Goal of the exercise:
Rewrite the material that follows, replacing every "flower" with "blossom" and leaving everything else unchanged.

'''

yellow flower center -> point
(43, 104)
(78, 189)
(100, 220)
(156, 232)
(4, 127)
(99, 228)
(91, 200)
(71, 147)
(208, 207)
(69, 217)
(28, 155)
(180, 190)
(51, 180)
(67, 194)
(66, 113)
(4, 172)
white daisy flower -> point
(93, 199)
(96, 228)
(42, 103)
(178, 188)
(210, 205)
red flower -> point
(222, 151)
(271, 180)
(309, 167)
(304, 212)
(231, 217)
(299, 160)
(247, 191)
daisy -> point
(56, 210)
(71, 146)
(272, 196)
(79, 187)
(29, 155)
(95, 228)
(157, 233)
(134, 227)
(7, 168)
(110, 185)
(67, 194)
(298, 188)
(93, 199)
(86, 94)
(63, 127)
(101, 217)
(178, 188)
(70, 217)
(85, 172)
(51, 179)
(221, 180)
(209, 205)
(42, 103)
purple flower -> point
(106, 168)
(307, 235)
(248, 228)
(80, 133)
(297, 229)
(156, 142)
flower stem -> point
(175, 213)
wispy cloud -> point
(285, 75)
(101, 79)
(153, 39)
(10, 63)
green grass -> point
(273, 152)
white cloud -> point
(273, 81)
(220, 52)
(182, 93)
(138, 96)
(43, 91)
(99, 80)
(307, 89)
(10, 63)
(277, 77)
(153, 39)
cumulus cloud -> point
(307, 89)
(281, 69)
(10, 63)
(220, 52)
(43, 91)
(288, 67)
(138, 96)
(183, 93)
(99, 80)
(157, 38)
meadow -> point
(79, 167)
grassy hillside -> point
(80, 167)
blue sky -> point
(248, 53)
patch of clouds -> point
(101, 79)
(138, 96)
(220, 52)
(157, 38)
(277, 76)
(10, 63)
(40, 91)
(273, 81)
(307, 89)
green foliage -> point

'''

Exercise solution:
yellow blossom center -> point
(43, 104)
(78, 189)
(100, 220)
(156, 232)
(4, 127)
(99, 228)
(91, 200)
(71, 147)
(208, 207)
(69, 217)
(28, 155)
(180, 190)
(51, 180)
(67, 194)
(66, 113)
(4, 172)
white daisy blossom -> point
(93, 199)
(96, 228)
(42, 103)
(178, 188)
(210, 205)
red blossom -> point
(222, 151)
(271, 180)
(309, 167)
(304, 212)
(231, 217)
(299, 160)
(247, 191)
daisy -> point
(56, 210)
(71, 146)
(272, 196)
(79, 187)
(29, 155)
(95, 228)
(157, 233)
(134, 227)
(7, 168)
(110, 185)
(67, 194)
(298, 188)
(93, 199)
(86, 94)
(63, 127)
(101, 217)
(178, 188)
(70, 217)
(85, 172)
(51, 179)
(221, 180)
(209, 205)
(42, 103)
purple blossom -> point
(106, 168)
(307, 235)
(248, 228)
(80, 133)
(297, 229)
(156, 142)
blossom stem -> point
(175, 213)
wispy cloud -> point
(285, 75)
(101, 79)
(153, 39)
(10, 63)
green grass -> point
(273, 152)
white cloud -> point
(273, 81)
(220, 52)
(182, 93)
(138, 96)
(43, 91)
(99, 80)
(307, 89)
(10, 63)
(277, 77)
(153, 39)
cumulus cloud -> point
(307, 89)
(281, 69)
(10, 63)
(220, 52)
(43, 91)
(288, 67)
(138, 96)
(183, 93)
(99, 80)
(157, 38)
meadow -> point
(79, 167)
grassy hillside -> point
(80, 167)
blue sky -> point
(248, 53)
patch of clouds -> point
(101, 79)
(138, 96)
(220, 52)
(157, 38)
(277, 76)
(10, 63)
(40, 91)
(273, 81)
(307, 89)
green foliage -> point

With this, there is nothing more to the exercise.